*** Opening of TEXT ***

Halieutopsis is a genus of marine ray-finned fishes belonging to the family Ogcocephalidae, the deep sea batfishes. The species in this genus are found in the Indian and Pacific Oceans.

==Taxonomy==
Halieutopsis was first proposed as a monospecific genus in 1899 by the American zoologist Samuel Garman when he described, giving its type locality given as off the Galapagos Islands. This genus is classified within the "Indo-Pacific clade" of the family Ogcocephalidae. The family Ogcocephalidae is classified in the monotypic suborder Ogcocephaloidei within the order Lophiiformes, the anglerfishes in the 5th edition of Fishes of the World.

==Etymology==
Halieutopsis suffixes opsis, meaning "looking like" to halieut which is derived from halieutaea, Greek for an "angler" or "fisherman". This name is a reference to this genus' resemblance to the genus Halieutaea.

==Species==
There are currently seventeen recognized species in this genus:
- Halieutopsis andriashevi Bradbury, 1988 (Andriashev's deepsea batfish)
- Halieutopsis bathyoreos Bradbury, 1988 (Broad-snout deepsea batfish)
- Halieutopsis echinoderma H. C. Ho, 2021 (Spiny deepsea batfish)
- Halieutopsis galatea Bradbury, 1988 (Galathea deepsea batfish)
- Halieutopsis ingerorum Bradbury, 1988 (Ingers’ deepsea batfish)
- Halieutopsis kawaii H. C. Ho, 2021 (Kawai's deepsea batfish)
- Halieutopsis margaretae H. C. Ho & K. T. Shao, 2007 (Margaret's deepsea batfish)
- Halieutopsis murrayi H. C. Ho, 2021 (Murray's deepsea batfish)
- Halieutopsis nasuta (Alcock, 1891) (Big-nosed deepsea batfish)
- Halieutopsis nudiventer (Lloyd, 1909) (Naked-belly deepsea batfish)
- Halieutopsis oblonga (H. M. Smith & Radcliffe, 1912) (Oblong deepsea batfish)
- Halieutopsis okamurai H. C. Ho, 2021 (Okamura's deepsea batfish)
- Halieutopsis simula H. M. Smith & Radcliffe, 1912 (Fluffy-esca deepsea batfish)

*** Close of TEXT ***

> _YOUR GOAL_: Proceed with the text on Halieutopsis, picking up right after its last sentence.

*** Opening of GIVEN DATA ***

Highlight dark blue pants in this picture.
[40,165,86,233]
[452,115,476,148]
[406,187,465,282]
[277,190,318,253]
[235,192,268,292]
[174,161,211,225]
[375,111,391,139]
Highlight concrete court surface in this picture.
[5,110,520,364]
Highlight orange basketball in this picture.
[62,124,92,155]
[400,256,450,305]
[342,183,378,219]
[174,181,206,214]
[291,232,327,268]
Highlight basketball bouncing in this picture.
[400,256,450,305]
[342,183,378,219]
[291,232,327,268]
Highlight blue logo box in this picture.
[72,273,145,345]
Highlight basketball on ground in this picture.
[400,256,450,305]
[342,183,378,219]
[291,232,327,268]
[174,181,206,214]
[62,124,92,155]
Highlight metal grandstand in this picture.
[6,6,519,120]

*** Close of GIVEN DATA ***

> _ANSWER FOR THE TASK_:
- Halieutopsis stellifera H. M. Smith & Radcliffe, 1912 (Starry deepsea batfish)
- Halieutopsis taiwanea H. C. Ho, 2021 (Taiwan deepsea batfish)
- Halieutopsis tumifrons Garman, 1899 (Truncate-snout deepsea batfish)
- Halieutopsis vermicularis H. M. Smith & Radcliffe, 1912

Many authorities treat H. vermicularis as a synonym of H. nasuta.

==Characteristics==
Halieutopsis are distinguished from other Ogcocephaline genera by having no gill filaments on the third and fourth gill arches with teeth typically being found on the fifth ceratobranchial, where they are divided into two well separated, small patches. The illicium is relatively simple and resembles a spine and doe not have a cavity at its base. The esca has two large lateral lobes and a dorsal, middle lobe which typically has cirrhi or skin flaps. The base of the pectoral fin are widely connected to the body. The lateral line is broken, with the part towards the tail runs along the lower body and reaches to just in front of or past the anus with between one and six neuromasts on each side of the anus. The batfishes in this genus are relatively small, typically having standard length of less than 100 mm, with the largest species being H. nasuta with a maximum published total length of 140 mm.

==Distribution and habitat==
Halieutopsis batfishes are found in the Indian Ocean and the western and eastern Pacific Oceans in temperate to tropical regions on continental shelves, slopes, and in deeper waters of the Indo-Pacific at depths of between approximately 100 and 4020 m.